*Record extracts*:
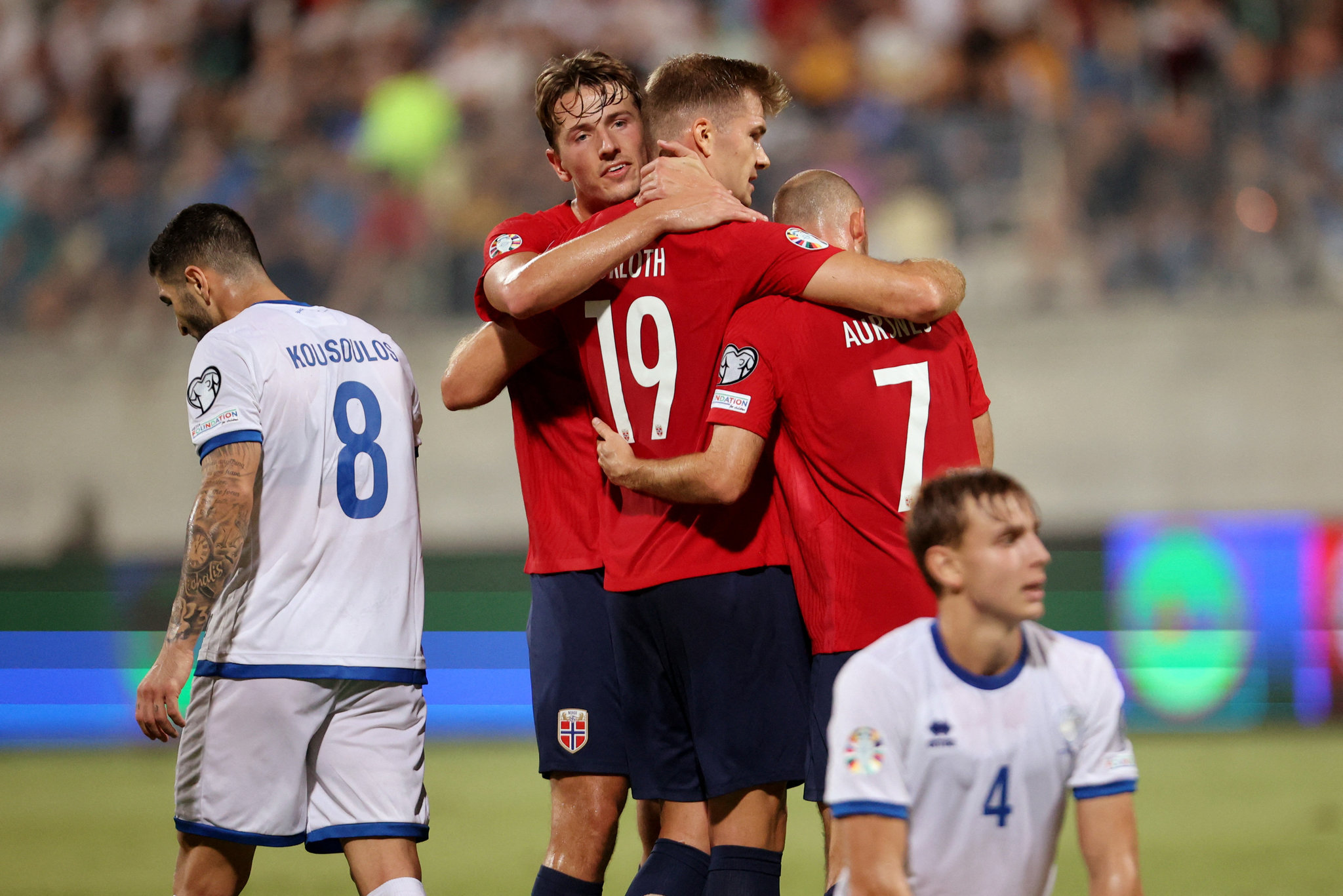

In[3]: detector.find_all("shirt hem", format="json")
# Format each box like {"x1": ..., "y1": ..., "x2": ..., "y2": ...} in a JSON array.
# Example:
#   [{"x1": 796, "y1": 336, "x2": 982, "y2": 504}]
[{"x1": 196, "y1": 659, "x2": 428, "y2": 685}]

*Task to carry out*: Render the lines of the material above as a numbered list, omitting blank lines and leaving out the picture.

*Answer to the task*:
1. In[3]: detector.find_all("shirt hem", format="json")
2. # Format each box like {"x1": ..., "y1": ..., "x2": ..., "y2": ...} in a JSON array.
3. # Example:
4. #   [{"x1": 796, "y1": 336, "x2": 982, "y2": 504}]
5. [{"x1": 196, "y1": 659, "x2": 428, "y2": 685}]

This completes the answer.